| Document passage |
-------------------------
Environmental, social and economic problems are complex. Their interactions are hard to detect and change constantly. A wide range of scientific, economic, political and philosophical knowledge and skills is needed to understand and resolve them.

Understanding ecosystems, societies and their relationships therefore needs constant improvement through research. Existing information on these relationships should be made more accessible and useful through synthesis and analysis, which should be widely communicated and incorporated in education and training programmes.

Technologies

Technologies provide people with tools and infrastructure: a means of communication, transportation, energy supply and use, water supply, waste disposal, and extraction of raw materials and their manufacture into products. Research and development are needed, as well as better manufacturing, engineering and physical planning processes, in order to develop and apply technologies that:

  • minimize hazards to people and ecosystems; and

  • minimize the use of energy and raw materials, reduce waste, and prevent pollution.

Institutions

 

Laws and incentives

Laws and incentives are necessary to ensure that people and their organizations behave sustainably. But existing legislation and incentives do not provide adequately for sustainability, and often the two systems conflict with each other. For example, the law may tell a business not to pollute a river, but more powerful economic incentives may encourage it to do so.
-------------------------
| Aim A |
List each means the passage on sustainability says technologies provide to people in the form of tools and infrastructure.
| Aim B |
Reproduce word for word the portion of the passage on sustainability that begins at the words "Laws and incentives are" and ends after the words "it to do so.".

| Source material |
-------------------------
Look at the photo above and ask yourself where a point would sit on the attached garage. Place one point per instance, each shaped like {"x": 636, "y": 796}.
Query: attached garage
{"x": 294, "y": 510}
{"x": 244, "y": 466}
-------------------------
| Full output A |
- A means of communication
- Transportation
- Energy supply and use
- Water supply
- Waste disposal
- Extraction of raw materials and their manufacture into products

| Full output B |
Laws and incentives are necessary to ensure that people and their organizations behave sustainably. But existing legislation and incentives do not provide adequately for sustainability, and often the two systems conflict with each other. For example, the law may tell a business not to pollute a river, but more powerful economic incentives may encourage it to do so.